● PROBLEM REQUIREMENTS
Take the line containing "Where can you find the black speaker" and every line after it in the data below, and print them exactly as given, with nothing else.

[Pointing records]
● ● ● ● ●

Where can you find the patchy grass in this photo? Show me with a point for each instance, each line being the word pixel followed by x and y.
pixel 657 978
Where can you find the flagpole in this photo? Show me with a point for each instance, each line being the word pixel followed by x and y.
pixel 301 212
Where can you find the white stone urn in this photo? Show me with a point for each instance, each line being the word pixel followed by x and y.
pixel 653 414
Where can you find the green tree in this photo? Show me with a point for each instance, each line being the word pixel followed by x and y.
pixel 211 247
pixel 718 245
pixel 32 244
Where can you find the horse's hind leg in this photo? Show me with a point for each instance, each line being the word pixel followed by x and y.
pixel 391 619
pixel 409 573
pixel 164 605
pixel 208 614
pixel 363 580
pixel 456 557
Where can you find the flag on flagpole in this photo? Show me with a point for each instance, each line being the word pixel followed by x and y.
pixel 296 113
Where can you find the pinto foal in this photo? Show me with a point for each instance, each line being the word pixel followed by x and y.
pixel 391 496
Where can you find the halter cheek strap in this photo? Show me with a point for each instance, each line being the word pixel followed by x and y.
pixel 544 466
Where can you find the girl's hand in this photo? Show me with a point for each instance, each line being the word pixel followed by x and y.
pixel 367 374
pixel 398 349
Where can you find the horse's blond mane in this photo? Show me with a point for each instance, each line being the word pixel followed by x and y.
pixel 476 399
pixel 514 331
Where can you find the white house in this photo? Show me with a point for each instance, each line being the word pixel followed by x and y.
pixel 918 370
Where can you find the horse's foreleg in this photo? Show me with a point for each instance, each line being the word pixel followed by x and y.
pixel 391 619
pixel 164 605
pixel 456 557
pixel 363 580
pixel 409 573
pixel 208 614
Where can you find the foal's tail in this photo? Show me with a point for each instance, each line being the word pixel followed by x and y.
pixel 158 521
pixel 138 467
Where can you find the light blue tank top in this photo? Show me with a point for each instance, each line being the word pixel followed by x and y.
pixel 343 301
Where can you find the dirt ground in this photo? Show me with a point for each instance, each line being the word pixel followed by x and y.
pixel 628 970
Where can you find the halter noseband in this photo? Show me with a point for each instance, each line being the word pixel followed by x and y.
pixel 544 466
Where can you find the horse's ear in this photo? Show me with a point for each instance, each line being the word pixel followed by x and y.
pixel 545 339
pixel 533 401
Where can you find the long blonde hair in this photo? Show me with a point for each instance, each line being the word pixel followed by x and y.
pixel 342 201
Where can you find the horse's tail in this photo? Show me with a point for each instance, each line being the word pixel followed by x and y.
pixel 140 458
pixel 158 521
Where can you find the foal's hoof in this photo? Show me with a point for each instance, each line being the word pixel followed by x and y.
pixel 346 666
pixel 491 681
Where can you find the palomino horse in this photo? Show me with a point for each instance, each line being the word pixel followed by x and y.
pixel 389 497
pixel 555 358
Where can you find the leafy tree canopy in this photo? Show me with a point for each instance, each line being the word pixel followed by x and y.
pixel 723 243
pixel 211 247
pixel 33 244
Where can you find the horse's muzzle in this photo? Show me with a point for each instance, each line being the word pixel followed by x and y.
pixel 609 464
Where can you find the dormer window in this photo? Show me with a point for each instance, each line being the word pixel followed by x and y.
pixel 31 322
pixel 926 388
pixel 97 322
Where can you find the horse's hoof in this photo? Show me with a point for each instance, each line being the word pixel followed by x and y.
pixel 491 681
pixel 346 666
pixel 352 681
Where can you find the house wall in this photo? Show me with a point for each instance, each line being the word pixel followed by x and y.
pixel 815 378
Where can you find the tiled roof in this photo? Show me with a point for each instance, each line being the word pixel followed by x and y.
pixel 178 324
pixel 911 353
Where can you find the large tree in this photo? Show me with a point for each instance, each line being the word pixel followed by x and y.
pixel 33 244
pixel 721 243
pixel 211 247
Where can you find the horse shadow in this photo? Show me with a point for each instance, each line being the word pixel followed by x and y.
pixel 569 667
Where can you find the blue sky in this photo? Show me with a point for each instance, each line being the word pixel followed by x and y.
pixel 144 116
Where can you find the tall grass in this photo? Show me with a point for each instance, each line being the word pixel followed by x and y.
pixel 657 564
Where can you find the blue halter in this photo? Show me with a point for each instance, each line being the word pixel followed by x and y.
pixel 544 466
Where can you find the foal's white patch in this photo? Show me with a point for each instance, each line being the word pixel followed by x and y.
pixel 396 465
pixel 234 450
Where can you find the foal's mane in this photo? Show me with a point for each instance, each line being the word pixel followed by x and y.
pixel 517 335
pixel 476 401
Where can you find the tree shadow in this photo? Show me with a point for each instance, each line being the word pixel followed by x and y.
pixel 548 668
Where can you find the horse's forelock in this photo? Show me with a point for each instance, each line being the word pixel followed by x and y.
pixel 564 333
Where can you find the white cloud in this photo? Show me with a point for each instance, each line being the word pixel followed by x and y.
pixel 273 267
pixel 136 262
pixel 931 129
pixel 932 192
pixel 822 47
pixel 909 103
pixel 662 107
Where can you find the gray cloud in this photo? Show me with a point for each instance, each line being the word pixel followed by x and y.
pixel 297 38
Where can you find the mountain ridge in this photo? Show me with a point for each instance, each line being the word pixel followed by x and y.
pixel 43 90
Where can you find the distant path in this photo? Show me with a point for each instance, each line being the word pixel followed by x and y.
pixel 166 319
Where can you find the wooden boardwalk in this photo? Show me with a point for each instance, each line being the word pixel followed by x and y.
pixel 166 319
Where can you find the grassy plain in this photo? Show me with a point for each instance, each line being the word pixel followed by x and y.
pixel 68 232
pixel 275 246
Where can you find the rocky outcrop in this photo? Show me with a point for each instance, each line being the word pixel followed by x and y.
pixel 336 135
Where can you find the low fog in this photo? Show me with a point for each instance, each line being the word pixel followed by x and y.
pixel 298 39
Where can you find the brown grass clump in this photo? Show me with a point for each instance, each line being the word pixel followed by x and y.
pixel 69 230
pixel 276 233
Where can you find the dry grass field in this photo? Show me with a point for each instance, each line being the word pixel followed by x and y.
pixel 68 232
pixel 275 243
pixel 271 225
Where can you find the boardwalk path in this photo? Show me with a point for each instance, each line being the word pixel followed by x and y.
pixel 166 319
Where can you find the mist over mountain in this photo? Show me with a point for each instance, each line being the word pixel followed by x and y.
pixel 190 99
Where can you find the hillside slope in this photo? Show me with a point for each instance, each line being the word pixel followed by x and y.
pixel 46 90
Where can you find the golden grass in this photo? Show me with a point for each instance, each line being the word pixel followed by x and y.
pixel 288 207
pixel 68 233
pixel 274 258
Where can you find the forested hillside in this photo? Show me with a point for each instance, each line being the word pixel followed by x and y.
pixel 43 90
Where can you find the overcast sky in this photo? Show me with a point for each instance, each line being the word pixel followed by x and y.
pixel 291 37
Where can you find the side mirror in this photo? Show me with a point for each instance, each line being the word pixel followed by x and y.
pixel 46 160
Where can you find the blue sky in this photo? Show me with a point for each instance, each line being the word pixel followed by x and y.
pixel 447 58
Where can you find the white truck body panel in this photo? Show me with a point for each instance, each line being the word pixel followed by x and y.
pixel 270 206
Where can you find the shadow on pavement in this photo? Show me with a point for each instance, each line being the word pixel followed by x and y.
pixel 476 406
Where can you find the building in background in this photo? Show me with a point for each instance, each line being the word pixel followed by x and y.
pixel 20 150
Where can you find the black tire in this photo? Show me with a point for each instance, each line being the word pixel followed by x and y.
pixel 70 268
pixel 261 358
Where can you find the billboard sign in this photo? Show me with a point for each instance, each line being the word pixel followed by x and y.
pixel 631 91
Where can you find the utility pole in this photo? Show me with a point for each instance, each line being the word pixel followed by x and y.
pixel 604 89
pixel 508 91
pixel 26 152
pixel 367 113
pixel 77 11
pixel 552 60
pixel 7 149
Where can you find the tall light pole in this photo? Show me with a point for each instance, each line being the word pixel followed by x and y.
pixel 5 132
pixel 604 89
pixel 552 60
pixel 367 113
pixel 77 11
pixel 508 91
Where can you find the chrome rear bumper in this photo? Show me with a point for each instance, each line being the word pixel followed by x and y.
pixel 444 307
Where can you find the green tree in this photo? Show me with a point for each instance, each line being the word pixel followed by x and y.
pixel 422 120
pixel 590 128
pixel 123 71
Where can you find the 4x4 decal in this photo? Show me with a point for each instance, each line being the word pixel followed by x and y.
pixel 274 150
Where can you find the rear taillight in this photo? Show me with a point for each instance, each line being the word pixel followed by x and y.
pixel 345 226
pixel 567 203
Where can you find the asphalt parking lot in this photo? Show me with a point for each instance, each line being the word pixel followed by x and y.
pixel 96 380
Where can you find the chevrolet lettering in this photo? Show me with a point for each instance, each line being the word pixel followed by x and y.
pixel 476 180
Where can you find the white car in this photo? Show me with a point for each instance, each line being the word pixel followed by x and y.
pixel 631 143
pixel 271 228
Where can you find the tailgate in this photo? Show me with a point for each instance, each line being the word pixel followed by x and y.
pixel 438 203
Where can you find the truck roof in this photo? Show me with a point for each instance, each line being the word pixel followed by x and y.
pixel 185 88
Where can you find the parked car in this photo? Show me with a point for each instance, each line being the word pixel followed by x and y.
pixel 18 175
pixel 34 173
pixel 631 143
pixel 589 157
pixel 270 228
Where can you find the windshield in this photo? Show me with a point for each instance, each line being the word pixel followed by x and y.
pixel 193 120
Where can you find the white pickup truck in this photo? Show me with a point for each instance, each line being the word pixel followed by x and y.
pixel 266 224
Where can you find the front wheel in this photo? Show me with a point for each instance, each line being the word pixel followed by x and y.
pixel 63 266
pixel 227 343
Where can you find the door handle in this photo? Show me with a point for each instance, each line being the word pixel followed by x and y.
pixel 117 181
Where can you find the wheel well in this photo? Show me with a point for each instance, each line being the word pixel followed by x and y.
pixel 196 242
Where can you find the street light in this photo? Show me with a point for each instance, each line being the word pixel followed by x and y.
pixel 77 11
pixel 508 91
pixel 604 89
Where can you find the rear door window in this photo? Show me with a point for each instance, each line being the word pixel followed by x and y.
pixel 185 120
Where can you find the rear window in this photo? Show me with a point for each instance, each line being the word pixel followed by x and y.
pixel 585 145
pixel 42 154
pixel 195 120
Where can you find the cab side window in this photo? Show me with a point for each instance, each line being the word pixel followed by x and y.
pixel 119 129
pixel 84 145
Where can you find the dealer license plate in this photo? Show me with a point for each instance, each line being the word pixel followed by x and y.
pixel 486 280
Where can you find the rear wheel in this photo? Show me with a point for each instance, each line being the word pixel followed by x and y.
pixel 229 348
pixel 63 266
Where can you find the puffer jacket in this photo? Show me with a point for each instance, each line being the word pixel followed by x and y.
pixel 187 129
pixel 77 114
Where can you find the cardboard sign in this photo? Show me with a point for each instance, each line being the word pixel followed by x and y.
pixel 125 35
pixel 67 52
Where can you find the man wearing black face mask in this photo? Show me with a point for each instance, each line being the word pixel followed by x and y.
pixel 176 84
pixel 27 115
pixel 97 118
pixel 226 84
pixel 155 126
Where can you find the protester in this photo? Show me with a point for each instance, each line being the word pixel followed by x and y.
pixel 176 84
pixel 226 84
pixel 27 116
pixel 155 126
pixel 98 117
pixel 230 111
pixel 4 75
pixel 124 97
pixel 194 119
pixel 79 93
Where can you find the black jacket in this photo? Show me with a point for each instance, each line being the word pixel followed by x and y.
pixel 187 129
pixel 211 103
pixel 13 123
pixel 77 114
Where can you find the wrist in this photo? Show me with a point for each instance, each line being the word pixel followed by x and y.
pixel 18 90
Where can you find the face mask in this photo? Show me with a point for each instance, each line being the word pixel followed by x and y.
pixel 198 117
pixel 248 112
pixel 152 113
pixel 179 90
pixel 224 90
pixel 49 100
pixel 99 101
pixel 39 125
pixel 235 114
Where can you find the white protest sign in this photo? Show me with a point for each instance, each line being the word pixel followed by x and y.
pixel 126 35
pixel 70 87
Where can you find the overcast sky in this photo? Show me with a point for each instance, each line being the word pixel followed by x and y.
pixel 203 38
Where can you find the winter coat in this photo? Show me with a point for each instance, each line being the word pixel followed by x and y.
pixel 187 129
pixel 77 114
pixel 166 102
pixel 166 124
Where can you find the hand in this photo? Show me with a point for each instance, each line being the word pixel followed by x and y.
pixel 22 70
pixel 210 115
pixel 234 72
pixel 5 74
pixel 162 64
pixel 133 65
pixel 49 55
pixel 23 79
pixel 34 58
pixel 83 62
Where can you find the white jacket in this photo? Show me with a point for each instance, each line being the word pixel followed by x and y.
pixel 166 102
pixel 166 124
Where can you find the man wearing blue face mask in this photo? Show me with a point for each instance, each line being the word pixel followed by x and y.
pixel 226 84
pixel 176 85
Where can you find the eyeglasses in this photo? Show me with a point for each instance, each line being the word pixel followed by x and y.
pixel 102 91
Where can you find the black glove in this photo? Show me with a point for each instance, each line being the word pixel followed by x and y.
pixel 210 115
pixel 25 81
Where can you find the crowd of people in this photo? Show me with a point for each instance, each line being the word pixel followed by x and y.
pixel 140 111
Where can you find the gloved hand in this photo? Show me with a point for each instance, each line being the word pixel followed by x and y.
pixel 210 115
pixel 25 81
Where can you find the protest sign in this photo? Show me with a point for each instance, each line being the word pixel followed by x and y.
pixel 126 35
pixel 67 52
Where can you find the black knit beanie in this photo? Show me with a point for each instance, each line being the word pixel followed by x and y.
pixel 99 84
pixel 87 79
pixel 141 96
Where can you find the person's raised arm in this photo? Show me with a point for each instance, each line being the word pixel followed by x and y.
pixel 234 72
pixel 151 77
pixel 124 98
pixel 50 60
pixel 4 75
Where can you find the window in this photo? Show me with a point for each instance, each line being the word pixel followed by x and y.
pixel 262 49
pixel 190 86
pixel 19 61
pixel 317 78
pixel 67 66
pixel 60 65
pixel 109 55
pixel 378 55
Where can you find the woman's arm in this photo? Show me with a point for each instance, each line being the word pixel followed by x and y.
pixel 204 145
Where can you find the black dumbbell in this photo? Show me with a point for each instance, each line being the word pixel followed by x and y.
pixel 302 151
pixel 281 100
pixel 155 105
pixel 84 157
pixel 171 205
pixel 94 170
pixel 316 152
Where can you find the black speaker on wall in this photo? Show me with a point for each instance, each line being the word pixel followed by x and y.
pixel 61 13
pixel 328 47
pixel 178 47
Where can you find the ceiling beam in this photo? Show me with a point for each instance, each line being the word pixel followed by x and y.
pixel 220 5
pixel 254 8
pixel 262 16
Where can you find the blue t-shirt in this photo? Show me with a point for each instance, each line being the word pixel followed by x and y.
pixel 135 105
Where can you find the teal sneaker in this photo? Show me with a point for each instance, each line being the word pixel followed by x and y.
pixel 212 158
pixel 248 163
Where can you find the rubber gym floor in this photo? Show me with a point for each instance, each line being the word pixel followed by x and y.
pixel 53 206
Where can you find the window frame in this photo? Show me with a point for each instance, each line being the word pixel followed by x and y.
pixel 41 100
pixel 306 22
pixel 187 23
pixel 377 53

● ● ● ● ●

● PROBLEM SOLUTION
Where can you find the black speaker on wall in this photo? Show me with a point for each instance, each line being the word pixel followed by x and y.
pixel 61 13
pixel 328 47
pixel 178 47
Where can you find the ceiling beam in this photo? Show me with a point for each instance, each line being the word pixel followed by x and y.
pixel 220 5
pixel 254 8
pixel 262 16
Where can you find the blue t-shirt in this photo? Show me with a point for each instance, each line being the word pixel followed by x and y.
pixel 135 105
Where can you find the teal sneaker in this photo? Show me with a point for each instance, each line being the word pixel followed by x and y.
pixel 212 158
pixel 248 163
Where can you find the rubber gym floor in this photo? Show me with a point for each instance, each line being the word pixel followed by x and y.
pixel 53 206
Where can you find the window frame in this photo? Show me with a point for each instance, each line being the word pixel followed by x and y.
pixel 41 100
pixel 306 22
pixel 187 23
pixel 377 53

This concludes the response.